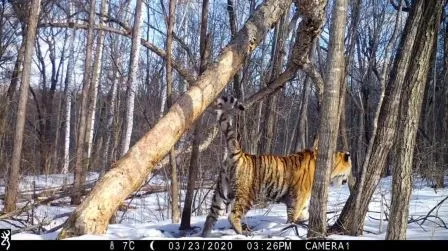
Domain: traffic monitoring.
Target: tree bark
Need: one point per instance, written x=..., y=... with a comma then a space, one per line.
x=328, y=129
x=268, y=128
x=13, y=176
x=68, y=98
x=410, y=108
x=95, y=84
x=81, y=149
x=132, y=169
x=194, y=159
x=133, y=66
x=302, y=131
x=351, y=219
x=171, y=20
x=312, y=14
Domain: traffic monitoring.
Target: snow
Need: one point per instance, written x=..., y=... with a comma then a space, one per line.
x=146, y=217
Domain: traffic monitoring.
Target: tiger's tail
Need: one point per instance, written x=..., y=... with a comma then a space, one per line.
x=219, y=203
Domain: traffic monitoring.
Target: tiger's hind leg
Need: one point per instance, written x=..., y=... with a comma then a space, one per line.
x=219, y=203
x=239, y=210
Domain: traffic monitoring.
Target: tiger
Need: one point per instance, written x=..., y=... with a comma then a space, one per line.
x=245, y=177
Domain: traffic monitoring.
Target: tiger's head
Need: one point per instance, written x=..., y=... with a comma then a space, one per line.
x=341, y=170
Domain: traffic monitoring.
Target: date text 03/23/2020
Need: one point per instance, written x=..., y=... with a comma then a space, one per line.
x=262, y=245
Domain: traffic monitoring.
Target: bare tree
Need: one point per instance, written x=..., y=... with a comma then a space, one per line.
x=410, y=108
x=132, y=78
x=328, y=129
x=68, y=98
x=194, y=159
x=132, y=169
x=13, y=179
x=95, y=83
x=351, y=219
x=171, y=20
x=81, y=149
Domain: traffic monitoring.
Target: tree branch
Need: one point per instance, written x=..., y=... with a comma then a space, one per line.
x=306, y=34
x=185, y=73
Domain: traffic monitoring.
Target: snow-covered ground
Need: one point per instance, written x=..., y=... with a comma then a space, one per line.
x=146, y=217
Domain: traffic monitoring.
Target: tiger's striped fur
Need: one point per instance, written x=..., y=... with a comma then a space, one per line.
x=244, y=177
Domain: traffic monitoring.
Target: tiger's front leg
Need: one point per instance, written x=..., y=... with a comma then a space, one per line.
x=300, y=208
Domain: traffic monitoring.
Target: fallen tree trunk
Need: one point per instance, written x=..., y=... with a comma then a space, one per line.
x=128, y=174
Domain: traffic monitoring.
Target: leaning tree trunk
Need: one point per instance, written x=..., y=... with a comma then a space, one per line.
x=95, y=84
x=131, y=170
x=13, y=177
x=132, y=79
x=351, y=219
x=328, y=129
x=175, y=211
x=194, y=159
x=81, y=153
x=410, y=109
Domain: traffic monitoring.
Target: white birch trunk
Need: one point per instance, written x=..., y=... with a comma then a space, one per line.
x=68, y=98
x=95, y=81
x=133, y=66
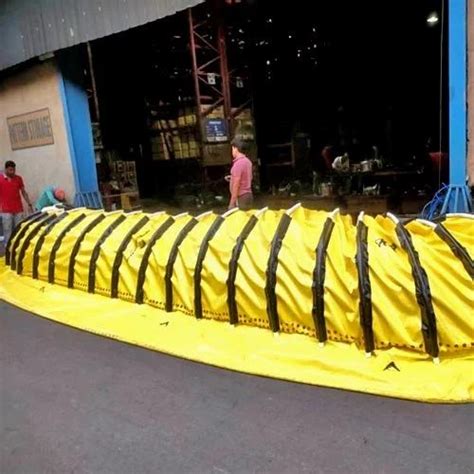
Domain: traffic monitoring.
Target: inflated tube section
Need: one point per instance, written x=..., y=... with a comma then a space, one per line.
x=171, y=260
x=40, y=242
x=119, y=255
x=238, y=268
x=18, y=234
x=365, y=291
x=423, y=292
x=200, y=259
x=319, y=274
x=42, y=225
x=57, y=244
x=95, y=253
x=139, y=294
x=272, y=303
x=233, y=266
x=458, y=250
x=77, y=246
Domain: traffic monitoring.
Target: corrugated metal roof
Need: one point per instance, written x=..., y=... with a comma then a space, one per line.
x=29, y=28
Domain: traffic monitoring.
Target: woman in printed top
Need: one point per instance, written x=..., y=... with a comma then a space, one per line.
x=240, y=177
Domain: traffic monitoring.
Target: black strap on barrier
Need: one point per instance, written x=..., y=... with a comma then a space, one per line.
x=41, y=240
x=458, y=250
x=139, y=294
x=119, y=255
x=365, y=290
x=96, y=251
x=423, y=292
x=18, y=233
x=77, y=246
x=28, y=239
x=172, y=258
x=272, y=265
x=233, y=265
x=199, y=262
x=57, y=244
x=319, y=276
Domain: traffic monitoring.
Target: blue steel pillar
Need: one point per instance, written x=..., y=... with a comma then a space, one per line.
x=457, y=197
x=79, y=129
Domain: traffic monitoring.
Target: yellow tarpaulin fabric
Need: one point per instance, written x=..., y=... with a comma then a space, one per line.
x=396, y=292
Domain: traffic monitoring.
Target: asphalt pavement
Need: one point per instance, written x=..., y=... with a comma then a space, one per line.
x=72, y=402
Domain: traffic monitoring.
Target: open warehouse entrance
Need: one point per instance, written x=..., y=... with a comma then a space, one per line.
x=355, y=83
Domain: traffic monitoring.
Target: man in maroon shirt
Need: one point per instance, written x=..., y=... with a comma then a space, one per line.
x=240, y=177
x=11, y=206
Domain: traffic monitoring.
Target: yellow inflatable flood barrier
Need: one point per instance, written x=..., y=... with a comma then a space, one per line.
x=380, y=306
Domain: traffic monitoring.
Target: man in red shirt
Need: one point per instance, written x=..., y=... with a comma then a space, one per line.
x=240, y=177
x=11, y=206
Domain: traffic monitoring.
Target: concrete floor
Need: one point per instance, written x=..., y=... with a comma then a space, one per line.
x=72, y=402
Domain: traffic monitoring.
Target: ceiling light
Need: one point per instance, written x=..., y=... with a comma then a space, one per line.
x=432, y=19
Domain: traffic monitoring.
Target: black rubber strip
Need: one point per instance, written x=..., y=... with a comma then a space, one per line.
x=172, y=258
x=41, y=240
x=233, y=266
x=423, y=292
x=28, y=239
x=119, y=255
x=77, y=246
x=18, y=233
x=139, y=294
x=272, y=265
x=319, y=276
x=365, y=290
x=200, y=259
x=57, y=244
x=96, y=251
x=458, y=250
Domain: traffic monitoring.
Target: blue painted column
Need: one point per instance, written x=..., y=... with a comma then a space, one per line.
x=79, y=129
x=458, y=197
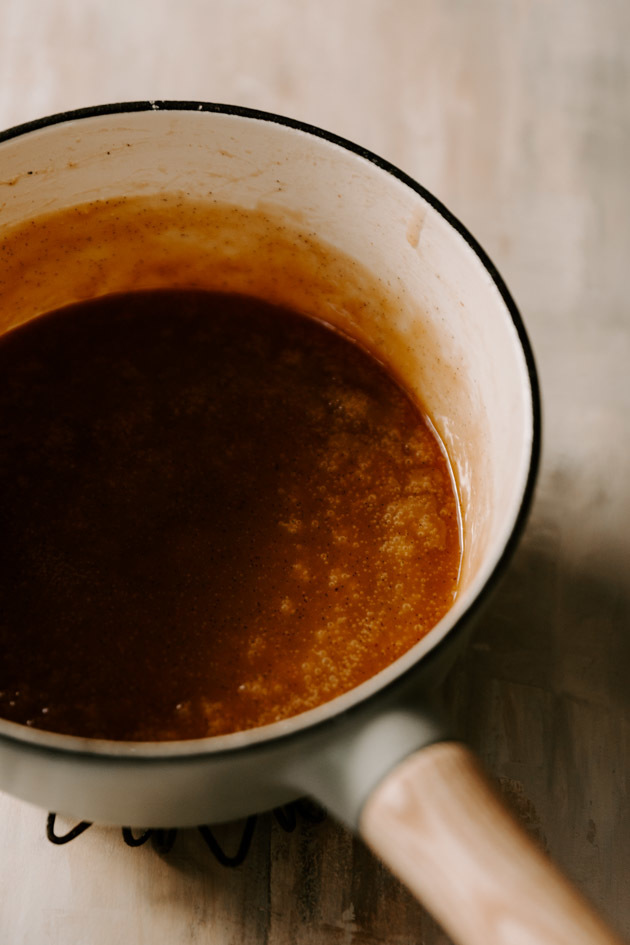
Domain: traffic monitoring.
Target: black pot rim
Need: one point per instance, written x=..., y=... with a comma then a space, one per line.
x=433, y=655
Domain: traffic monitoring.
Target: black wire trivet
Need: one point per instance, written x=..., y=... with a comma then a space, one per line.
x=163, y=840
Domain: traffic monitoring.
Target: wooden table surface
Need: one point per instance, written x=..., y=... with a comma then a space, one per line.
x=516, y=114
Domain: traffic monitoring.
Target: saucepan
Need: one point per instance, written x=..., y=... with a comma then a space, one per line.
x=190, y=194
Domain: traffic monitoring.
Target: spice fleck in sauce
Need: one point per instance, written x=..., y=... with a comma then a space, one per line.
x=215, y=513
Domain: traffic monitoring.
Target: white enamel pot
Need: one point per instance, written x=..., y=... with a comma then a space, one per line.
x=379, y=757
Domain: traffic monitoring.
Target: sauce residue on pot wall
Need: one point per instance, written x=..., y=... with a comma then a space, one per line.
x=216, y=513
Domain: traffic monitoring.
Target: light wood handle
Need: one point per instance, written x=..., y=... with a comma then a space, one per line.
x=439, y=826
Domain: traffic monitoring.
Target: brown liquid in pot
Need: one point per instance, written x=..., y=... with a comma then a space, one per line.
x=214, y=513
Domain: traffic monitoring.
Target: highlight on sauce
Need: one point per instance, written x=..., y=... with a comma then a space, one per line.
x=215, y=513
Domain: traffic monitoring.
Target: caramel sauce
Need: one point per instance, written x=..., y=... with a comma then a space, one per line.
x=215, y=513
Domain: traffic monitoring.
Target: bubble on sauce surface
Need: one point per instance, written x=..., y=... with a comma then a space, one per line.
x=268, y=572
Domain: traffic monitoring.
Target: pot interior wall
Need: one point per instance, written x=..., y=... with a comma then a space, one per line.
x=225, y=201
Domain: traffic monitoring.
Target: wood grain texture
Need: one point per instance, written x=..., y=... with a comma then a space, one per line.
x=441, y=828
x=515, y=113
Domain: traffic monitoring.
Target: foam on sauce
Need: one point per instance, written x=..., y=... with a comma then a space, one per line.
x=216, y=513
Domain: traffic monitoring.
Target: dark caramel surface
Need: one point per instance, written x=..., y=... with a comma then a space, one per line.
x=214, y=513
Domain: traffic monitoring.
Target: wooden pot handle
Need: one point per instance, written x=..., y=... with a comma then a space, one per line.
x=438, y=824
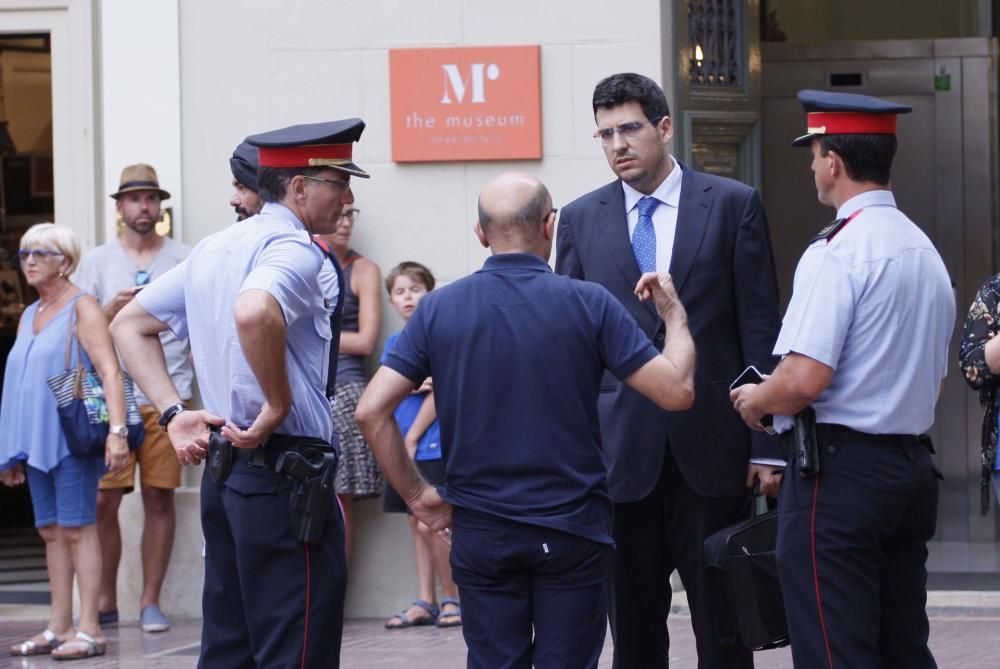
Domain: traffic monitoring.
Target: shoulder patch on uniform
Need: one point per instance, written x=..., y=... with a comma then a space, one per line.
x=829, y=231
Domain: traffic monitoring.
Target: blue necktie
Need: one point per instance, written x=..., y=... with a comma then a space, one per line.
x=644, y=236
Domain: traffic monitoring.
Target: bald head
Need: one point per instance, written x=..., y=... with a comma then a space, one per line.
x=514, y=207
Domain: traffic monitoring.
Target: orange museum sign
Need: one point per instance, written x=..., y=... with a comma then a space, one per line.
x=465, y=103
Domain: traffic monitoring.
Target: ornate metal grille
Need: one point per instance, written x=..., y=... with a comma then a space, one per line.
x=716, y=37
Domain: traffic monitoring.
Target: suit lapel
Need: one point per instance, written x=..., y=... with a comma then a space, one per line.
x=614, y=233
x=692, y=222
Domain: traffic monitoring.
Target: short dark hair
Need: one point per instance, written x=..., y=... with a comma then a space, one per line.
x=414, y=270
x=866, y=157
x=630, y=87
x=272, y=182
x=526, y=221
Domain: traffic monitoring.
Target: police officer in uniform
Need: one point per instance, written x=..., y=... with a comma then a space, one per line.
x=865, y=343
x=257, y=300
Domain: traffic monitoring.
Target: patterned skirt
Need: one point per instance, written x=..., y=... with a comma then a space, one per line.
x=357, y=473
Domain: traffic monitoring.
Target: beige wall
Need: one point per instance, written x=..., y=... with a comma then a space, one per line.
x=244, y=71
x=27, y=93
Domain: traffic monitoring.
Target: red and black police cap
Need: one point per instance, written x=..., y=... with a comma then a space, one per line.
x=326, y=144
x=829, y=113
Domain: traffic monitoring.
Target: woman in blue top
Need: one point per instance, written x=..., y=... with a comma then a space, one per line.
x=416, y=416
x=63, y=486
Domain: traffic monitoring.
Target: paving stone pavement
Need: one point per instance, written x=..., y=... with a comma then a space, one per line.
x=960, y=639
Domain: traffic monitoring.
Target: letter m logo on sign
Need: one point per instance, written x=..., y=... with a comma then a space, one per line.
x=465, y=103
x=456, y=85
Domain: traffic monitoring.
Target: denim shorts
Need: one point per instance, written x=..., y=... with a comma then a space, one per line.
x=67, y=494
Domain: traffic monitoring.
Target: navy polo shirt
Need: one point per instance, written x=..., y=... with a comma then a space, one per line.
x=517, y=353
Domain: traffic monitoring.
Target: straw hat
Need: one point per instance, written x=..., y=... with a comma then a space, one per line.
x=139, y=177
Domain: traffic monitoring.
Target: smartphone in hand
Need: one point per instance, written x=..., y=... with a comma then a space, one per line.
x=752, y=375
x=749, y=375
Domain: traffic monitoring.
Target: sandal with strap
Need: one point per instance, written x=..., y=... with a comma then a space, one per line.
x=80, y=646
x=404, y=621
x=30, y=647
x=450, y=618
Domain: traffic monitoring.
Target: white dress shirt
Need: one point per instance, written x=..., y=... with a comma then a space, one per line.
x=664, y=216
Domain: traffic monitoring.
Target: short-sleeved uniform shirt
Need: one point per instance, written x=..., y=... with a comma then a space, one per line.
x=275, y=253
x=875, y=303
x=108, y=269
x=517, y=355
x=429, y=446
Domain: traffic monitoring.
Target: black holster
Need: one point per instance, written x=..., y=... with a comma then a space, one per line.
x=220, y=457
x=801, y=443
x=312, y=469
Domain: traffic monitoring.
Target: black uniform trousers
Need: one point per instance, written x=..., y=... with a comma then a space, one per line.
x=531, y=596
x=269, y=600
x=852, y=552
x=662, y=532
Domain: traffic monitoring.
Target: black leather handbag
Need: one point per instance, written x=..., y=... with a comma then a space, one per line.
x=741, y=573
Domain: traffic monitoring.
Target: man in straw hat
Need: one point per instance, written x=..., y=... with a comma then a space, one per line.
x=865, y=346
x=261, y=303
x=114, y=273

=====

*TASK PROMPT:* Say how many lines in the listing above include the word "wooden". Nothing but the number is needed.

*EXERCISE RESPONSE:* 2